Work instructions:
1. According to the Peter Redgrove papers description, roughly how many letters are in the main collection (MS 171)?
2. From the Peter Redgrove papers description, return word for word the part that opens with the words containing "Peter Redgrove Papers" and closes with "from the 1960s.".

Provided text:
******
Peter Redgrove Papers

Scope and Content

The Papers of Peter Redgrove, including his working notebooks and correspondence, during the period 1970-1989. There is also a small separate collection of correspondence from the 1960s.

Administrative / Biographical History

The main collection (MS 171) consists of the poet Peter Redgrove's correspondence (some 10,500 letters) during the period 1970 to 1989, including correspondence with many significant figures in the world of contemporary literature, together with his complete working papers recording the composition of his work during this period, drafts of several literary works, and copies of interviews and reviews.

The small separate collection (MS 255), some 87 letters and other documents dating from the 1960s, comprises mainly letters and some drafts of poems sent to Redgrove principally by other poets, some of them associated with 'The Group', and includes communications from Martin Bell, Philip Hobsbaum, P.J. Kavanagh, Edward Lucie-Smith, Alan Marshfield, Peter Porter, M.L. Rosenthal and D.M. Thomas.
******
Listed records:
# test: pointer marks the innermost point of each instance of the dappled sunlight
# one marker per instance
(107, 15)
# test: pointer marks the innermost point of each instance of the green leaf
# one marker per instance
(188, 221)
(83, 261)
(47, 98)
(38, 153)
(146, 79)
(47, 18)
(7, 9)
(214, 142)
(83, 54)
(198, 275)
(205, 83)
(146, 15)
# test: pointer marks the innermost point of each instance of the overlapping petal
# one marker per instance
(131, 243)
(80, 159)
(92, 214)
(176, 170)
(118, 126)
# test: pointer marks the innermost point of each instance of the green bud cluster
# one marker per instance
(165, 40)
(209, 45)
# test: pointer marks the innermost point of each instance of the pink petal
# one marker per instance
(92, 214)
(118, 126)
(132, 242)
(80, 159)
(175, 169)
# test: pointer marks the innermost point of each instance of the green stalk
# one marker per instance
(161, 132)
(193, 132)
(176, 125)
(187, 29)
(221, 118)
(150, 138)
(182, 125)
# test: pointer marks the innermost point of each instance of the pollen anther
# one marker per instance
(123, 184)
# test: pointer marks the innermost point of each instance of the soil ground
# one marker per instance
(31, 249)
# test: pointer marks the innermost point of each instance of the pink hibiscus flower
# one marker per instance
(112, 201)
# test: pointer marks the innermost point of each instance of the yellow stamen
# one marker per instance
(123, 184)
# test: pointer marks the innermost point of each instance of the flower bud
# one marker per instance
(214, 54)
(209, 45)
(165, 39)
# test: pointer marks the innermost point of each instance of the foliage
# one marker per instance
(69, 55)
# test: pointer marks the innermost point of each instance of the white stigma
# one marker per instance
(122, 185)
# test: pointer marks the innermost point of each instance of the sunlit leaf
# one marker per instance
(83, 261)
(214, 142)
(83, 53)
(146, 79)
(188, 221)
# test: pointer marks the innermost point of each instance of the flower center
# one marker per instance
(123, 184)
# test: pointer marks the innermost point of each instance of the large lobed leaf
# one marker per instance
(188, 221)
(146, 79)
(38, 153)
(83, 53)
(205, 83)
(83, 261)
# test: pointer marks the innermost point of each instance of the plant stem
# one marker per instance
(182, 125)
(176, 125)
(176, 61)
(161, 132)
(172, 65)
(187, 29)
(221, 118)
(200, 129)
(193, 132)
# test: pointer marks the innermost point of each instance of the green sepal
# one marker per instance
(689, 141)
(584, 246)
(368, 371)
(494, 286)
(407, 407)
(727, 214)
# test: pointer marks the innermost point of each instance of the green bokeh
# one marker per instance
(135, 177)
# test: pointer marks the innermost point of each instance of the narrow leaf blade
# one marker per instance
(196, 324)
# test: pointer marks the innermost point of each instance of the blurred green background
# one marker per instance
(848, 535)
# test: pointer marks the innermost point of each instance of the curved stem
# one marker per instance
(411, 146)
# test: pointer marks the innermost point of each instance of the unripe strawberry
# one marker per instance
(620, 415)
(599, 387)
******
Final answers:
1. Some 10,500 letters.

2.
Peter Redgrove Papers

Scope and Content

The Papers of Peter Redgrove, including his working notebooks and correspondence, during the period 1970-1989. There is also a small separate collection of correspondence from the 1960s.